## begin

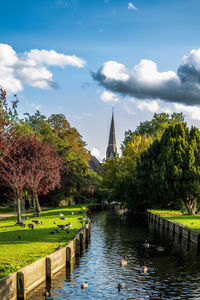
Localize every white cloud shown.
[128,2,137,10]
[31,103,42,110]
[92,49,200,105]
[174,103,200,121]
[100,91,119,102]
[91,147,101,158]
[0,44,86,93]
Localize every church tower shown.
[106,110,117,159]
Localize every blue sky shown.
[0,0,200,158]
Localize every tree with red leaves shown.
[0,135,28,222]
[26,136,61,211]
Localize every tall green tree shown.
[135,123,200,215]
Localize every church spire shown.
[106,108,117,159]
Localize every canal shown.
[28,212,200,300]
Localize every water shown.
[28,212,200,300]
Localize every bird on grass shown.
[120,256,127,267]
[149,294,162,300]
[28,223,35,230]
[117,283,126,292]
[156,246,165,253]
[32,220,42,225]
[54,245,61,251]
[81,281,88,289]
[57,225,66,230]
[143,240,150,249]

## end
## begin

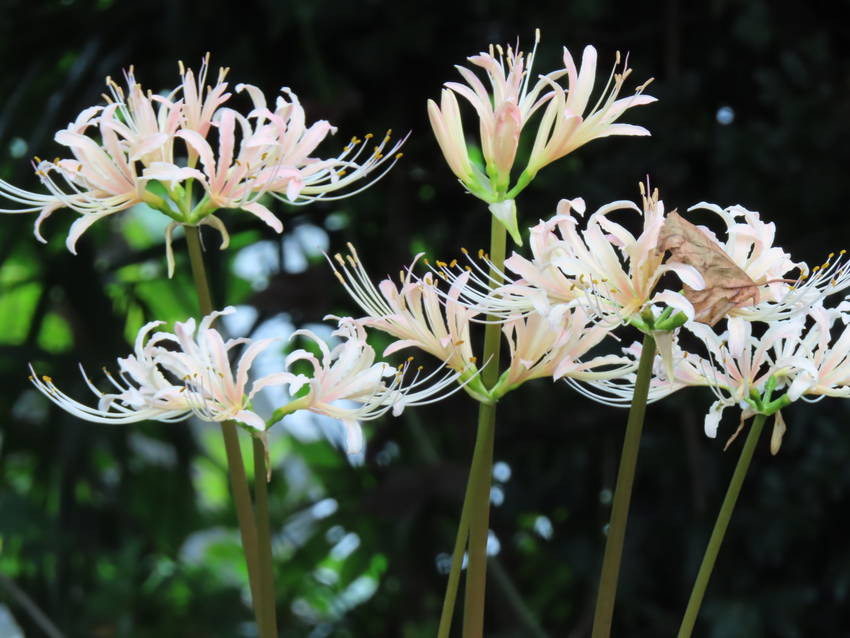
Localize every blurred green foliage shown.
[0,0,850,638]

## end

**What to do:**
Arrange the items as a two-column CSV with the headers item and answer, one row per item, each value in its own quoted field and with line breaks replaced by spaces. Begin at the line containing "Localize every white cloud shown." and stop after the line containing "[26,136,61,211]".

**Exercise response:**
item,answer
"Localize every white cloud shown.","[128,2,137,10] [31,103,42,110] [92,49,200,105] [174,103,200,121] [100,91,119,102] [91,147,101,158] [0,44,86,93]"
"Localize every church tower shown.","[106,110,117,159]"
"Localize every blue sky shown.","[0,0,200,158]"
"Localize every tree with red leaves shown.","[0,135,28,222] [26,136,61,211]"